▶ _Work to complete_: Your reply should hold only the lines from the records below where "clicks" occurs.

Collected data entries:
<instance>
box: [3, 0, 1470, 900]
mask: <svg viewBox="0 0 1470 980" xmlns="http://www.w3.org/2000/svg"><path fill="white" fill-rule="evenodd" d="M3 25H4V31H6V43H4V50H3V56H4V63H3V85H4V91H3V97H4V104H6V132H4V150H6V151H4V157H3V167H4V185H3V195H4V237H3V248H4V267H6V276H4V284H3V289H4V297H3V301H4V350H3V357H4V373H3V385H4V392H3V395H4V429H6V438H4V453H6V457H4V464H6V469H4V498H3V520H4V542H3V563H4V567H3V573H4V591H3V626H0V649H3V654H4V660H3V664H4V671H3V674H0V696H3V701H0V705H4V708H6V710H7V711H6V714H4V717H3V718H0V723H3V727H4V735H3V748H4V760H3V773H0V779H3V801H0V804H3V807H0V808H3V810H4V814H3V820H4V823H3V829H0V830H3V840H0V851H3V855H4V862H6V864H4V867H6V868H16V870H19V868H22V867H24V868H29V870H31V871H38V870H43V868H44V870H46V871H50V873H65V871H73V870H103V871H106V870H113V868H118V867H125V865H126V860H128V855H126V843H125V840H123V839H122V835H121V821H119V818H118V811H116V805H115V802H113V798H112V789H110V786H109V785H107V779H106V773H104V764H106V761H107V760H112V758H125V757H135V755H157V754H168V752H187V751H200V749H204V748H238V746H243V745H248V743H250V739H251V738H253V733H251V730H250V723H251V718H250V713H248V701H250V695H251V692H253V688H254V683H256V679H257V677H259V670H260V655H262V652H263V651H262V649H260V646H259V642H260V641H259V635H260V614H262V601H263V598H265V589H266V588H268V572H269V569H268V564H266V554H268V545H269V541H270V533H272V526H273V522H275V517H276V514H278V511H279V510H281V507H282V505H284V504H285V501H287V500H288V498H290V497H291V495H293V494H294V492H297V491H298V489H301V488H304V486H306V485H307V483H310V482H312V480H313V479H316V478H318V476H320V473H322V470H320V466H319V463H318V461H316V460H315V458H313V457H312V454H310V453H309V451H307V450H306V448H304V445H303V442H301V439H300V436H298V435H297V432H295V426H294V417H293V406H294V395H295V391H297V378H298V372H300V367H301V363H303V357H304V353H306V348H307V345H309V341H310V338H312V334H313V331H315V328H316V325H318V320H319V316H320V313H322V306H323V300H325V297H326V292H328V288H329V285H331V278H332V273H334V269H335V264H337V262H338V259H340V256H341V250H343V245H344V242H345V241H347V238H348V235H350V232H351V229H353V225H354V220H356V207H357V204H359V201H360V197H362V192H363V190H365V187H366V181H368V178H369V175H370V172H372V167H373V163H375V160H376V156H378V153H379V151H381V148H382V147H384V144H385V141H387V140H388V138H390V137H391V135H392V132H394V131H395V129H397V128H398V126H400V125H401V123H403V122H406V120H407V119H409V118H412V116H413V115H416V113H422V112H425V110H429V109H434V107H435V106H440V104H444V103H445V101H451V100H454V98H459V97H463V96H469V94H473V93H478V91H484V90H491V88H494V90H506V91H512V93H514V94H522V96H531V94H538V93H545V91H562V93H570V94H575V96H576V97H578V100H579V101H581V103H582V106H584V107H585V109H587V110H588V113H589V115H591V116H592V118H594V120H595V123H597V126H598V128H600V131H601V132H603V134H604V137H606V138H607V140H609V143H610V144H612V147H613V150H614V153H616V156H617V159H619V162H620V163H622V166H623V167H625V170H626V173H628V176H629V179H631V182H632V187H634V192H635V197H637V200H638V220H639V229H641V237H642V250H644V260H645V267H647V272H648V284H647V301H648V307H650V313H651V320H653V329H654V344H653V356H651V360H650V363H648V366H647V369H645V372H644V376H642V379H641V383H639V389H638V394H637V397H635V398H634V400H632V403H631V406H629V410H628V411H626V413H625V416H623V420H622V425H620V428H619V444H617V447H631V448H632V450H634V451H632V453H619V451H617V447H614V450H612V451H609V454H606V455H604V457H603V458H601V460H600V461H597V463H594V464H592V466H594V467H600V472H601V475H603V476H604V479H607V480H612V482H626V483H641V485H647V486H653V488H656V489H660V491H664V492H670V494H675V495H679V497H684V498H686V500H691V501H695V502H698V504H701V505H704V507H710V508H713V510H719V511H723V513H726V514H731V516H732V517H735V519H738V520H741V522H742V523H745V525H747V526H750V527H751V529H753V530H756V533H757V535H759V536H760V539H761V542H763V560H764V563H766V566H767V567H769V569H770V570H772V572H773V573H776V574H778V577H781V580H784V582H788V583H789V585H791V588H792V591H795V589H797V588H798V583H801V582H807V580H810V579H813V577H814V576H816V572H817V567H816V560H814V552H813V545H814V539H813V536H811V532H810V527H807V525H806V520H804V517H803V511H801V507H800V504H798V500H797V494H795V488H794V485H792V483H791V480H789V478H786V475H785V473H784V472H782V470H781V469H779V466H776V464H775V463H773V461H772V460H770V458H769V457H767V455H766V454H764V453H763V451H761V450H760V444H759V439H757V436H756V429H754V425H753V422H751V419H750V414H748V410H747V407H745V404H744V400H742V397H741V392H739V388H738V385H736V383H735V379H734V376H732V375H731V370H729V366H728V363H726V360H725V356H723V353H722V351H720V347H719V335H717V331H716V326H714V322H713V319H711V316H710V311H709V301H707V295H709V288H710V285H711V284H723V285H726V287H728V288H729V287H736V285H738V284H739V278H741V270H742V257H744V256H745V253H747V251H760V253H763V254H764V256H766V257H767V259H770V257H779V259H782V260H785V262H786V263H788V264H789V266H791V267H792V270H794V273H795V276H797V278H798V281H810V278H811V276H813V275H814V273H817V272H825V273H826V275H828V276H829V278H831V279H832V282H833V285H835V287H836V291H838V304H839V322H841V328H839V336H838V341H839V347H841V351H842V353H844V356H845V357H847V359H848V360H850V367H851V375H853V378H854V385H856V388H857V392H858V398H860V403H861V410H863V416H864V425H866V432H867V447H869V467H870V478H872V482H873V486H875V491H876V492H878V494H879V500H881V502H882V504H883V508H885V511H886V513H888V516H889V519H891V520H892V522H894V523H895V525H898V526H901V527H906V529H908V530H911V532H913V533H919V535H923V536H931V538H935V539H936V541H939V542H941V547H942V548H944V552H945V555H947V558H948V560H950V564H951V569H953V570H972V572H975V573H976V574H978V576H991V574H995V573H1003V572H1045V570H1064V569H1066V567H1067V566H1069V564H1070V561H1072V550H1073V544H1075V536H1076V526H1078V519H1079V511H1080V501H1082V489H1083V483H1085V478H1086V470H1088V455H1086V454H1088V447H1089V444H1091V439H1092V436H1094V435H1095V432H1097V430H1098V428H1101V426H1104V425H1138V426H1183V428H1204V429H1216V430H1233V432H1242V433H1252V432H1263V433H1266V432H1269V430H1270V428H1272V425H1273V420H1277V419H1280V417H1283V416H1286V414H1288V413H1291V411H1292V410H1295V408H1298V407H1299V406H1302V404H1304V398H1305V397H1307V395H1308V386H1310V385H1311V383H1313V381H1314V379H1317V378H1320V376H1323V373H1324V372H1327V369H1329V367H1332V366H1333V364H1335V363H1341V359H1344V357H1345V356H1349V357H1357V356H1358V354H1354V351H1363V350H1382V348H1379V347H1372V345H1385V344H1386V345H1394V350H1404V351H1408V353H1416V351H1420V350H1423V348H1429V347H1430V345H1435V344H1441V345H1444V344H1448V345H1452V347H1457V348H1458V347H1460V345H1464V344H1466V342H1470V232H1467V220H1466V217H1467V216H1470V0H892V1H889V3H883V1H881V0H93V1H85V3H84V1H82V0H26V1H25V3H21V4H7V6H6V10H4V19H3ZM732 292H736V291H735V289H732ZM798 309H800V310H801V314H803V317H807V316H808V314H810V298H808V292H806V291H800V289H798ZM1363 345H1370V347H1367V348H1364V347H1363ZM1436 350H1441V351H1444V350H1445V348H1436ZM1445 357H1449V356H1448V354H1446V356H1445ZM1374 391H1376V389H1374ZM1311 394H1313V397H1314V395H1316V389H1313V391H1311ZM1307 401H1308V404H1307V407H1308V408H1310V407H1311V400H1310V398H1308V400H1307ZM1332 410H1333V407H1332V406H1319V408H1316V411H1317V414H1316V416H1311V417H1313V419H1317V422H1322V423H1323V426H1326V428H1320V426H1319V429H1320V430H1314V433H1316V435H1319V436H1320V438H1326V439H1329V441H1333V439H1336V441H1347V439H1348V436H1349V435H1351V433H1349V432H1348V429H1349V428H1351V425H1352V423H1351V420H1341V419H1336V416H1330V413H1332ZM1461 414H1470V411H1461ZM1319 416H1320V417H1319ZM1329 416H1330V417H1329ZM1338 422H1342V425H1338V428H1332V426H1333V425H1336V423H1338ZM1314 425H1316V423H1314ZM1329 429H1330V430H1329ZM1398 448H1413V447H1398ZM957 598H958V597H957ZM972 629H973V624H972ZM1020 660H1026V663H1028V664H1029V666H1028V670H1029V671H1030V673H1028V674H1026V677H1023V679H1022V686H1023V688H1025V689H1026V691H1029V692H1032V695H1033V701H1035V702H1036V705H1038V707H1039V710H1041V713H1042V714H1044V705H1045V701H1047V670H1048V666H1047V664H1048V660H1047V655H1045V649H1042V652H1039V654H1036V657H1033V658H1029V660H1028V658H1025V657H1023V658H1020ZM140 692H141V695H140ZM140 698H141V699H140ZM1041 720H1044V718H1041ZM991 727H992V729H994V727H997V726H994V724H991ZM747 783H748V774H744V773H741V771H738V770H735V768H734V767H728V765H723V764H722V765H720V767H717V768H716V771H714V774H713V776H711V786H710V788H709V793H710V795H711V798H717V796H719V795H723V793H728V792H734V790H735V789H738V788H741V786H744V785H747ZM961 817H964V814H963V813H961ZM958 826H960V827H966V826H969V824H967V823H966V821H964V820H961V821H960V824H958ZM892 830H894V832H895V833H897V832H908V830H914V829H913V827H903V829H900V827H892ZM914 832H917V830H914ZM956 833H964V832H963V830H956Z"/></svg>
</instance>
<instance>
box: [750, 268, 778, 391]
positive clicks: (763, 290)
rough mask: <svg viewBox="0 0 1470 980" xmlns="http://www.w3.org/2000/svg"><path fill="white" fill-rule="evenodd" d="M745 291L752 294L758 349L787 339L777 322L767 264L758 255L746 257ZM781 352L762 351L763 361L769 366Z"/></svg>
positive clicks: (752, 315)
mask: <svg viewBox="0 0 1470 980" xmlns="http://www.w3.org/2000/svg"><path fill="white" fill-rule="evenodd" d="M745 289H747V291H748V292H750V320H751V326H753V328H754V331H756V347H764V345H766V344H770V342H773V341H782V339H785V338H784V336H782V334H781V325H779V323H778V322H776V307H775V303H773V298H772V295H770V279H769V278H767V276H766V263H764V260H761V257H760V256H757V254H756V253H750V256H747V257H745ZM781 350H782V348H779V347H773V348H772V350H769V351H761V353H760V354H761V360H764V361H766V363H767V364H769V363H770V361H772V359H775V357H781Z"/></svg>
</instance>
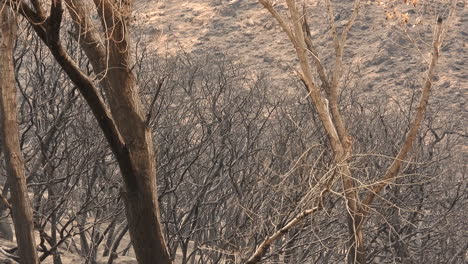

▶ _Result of the exercise_:
positive clicks: (763, 290)
positive clicks: (752, 315)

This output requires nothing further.